Collected data

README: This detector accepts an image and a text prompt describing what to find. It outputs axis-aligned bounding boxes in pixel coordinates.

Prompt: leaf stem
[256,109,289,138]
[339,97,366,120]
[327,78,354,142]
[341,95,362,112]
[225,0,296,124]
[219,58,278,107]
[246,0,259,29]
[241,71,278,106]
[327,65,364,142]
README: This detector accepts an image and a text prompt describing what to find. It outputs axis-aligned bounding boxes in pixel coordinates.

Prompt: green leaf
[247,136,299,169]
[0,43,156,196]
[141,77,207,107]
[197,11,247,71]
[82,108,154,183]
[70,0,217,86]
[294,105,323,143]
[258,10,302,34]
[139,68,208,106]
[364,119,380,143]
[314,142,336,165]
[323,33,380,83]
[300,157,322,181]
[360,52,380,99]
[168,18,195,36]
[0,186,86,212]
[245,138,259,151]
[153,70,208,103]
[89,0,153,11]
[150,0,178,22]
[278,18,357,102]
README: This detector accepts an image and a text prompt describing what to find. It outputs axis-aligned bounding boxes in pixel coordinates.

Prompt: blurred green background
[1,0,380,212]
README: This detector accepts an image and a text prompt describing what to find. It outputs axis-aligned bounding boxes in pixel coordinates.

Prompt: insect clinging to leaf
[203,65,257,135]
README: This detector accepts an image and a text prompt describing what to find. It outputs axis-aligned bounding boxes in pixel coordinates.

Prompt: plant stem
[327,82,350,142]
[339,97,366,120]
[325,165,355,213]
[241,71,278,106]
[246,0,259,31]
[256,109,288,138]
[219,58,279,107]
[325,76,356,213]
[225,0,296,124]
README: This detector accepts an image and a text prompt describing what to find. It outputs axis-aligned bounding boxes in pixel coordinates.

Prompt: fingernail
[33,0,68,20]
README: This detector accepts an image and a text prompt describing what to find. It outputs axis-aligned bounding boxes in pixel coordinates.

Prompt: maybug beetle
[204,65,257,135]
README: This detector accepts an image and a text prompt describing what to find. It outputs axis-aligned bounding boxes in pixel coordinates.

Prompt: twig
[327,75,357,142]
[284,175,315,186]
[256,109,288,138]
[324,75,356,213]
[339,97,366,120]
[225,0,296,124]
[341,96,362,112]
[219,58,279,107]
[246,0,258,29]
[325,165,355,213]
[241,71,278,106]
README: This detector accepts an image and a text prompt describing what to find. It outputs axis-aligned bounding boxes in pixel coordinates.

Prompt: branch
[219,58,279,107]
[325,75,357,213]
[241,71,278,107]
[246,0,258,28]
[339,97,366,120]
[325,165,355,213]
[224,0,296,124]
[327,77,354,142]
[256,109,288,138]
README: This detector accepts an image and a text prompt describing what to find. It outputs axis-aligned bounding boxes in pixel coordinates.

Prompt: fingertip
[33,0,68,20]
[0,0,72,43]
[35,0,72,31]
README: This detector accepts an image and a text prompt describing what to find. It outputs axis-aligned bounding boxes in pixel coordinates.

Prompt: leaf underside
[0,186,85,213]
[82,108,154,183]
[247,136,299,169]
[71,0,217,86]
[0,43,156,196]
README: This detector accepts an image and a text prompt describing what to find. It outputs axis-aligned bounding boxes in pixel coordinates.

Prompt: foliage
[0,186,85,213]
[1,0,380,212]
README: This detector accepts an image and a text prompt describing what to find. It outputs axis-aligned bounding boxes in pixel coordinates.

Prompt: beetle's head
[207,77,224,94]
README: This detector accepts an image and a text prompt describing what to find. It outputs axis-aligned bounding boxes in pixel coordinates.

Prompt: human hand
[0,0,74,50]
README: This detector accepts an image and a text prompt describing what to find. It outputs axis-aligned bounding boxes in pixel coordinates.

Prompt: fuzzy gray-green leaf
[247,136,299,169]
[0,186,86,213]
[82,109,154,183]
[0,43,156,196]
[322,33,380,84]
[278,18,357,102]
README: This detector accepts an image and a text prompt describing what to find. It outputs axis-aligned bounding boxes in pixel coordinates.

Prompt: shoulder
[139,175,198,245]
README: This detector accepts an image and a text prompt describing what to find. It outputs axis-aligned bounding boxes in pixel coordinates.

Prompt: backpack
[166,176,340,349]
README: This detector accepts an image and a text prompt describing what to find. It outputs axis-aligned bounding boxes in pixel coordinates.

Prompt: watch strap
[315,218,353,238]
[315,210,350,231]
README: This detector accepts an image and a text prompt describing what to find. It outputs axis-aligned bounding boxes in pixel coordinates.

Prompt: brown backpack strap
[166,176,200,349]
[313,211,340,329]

Exercise brief
Write the entries out again, exactly and completely.

Response to the task
README: This detector accepts an image and a text prompt describing what to find. It outputs axis-aligned bounding boxes in pixel coordinates.

Prompt: leaf stem
[256,109,289,138]
[339,97,366,120]
[327,78,354,142]
[341,95,362,112]
[225,0,296,124]
[219,58,278,107]
[246,0,259,29]
[241,71,278,106]
[327,65,364,142]
README: This detector accepts an image and a text prompt describing what to find. It outputs axis-aligned bounding boxes in pixel coordinates.

Prompt: green leaf
[247,136,299,169]
[0,43,156,196]
[141,77,207,107]
[197,11,247,71]
[82,108,154,183]
[70,0,217,86]
[294,105,323,143]
[258,10,302,34]
[139,68,208,106]
[364,119,380,143]
[314,142,336,165]
[323,33,380,83]
[300,157,322,181]
[360,52,380,99]
[168,18,195,36]
[0,186,86,212]
[245,138,259,151]
[153,70,208,103]
[89,0,153,11]
[150,0,178,22]
[278,18,357,102]
README: This detector accepts an image and a text prompt describing what to find. It outputs axis-aligned bounding boxes in pixel coordinates.

Prompt: blurred green background
[1,0,380,212]
README: This detector accepts an image and a text prompt describing what to find. It outputs axis-aligned bounding boxes in pixel coordinates.

Prompt: insect clinging to leaf
[203,65,257,135]
README: This detector accepts an image and a text prompt describing what to find. It outputs axis-aligned bounding boxes in pixel coordinates.

Prompt: plant stem
[327,82,350,142]
[339,97,366,120]
[325,165,355,213]
[241,71,278,106]
[246,0,259,31]
[256,109,288,138]
[219,58,279,107]
[325,76,356,213]
[225,0,296,124]
README: This detector accepts an image and a text prompt describing what to find. It outputs axis-aligned bounding boxes in pixel coordinates.

Prompt: fingernail
[33,0,68,20]
README: This detector accepts an image and a text prompt describing what to find. It outputs axis-aligned bounding boxes in pixel coordinates.

Prompt: maybug beetle
[204,65,257,135]
README: This detector accepts an image and a text prompt describing what to find. It outputs axis-aligned bounding boxes in pixel coordinates.

Prompt: twig
[327,75,357,142]
[284,175,315,186]
[256,109,288,138]
[324,75,356,213]
[339,97,366,120]
[225,0,296,124]
[341,96,362,112]
[219,58,279,107]
[246,0,258,29]
[325,165,355,213]
[241,71,278,106]
README: This detector accepts an image and a text prompt describing what to find. It outputs axis-aligned bounding boxes in pixel coordinates.

Prompt: branch
[219,58,279,107]
[325,75,357,213]
[241,71,278,107]
[246,0,258,28]
[339,97,366,120]
[325,165,355,213]
[224,0,296,124]
[327,77,354,142]
[256,109,288,138]
README: This detector accepts an image and a text prompt describing what to find. It outputs axis-aligned bounding boxes in pixel coordinates.

Prompt: fingertip
[33,0,68,20]
[0,0,72,43]
[35,0,72,31]
README: This detector accepts an image and a text prompt describing what to find. It outputs axis-aligned bounding boxes in pixel coordinates.

Prompt: leaf underside
[0,186,85,213]
[82,108,154,183]
[247,136,299,169]
[71,0,217,86]
[0,43,156,196]
README: This detector accepts an image and a text prompt describing what to find. It outputs axis-aligned bounding boxes in pixel coordinates.

Prompt: foliage
[0,186,85,213]
[1,0,380,212]
README: This detector accepts an image and a text prompt describing what to find. It outputs axis-aligned bounding boxes in pixel coordinates.

Prompt: beetle's head
[207,77,224,94]
README: This detector accepts an image and a text prompt describing what to find. It outputs axis-aligned bounding boxes in pixel coordinates.

Prompt: human hand
[0,0,74,50]
README: This detector accepts an image and a text prompt describing what to find. It outputs axis-aligned bounding boxes in pixel coordinates.

Prompt: fuzzy gray-green leaf
[247,136,299,169]
[0,186,86,213]
[82,109,154,183]
[0,43,156,196]
[322,33,380,84]
[278,18,357,102]
README: This detector accepts an image and a text prompt describing what to find. It outputs axis-aligned bounding boxes in pixel coordinates.

Prompt: shoulder
[139,175,198,245]
README: This detector accepts an image and a text prompt describing what to find. It outputs axis-aligned bounding boxes in pixel coordinates.

Prompt: backpack
[166,176,340,349]
README: This detector accepts an image and a text prompt describing what to find. It outputs axis-aligned bounding boxes in pixel coordinates.

Prompt: watch strap
[315,218,353,238]
[315,210,350,231]
README: This detector accepts an image and a text prompt describing what to find. It outputs axis-aligned bounding boxes in pixel coordinates.

Prompt: brown backpack strap
[166,176,200,349]
[313,211,340,329]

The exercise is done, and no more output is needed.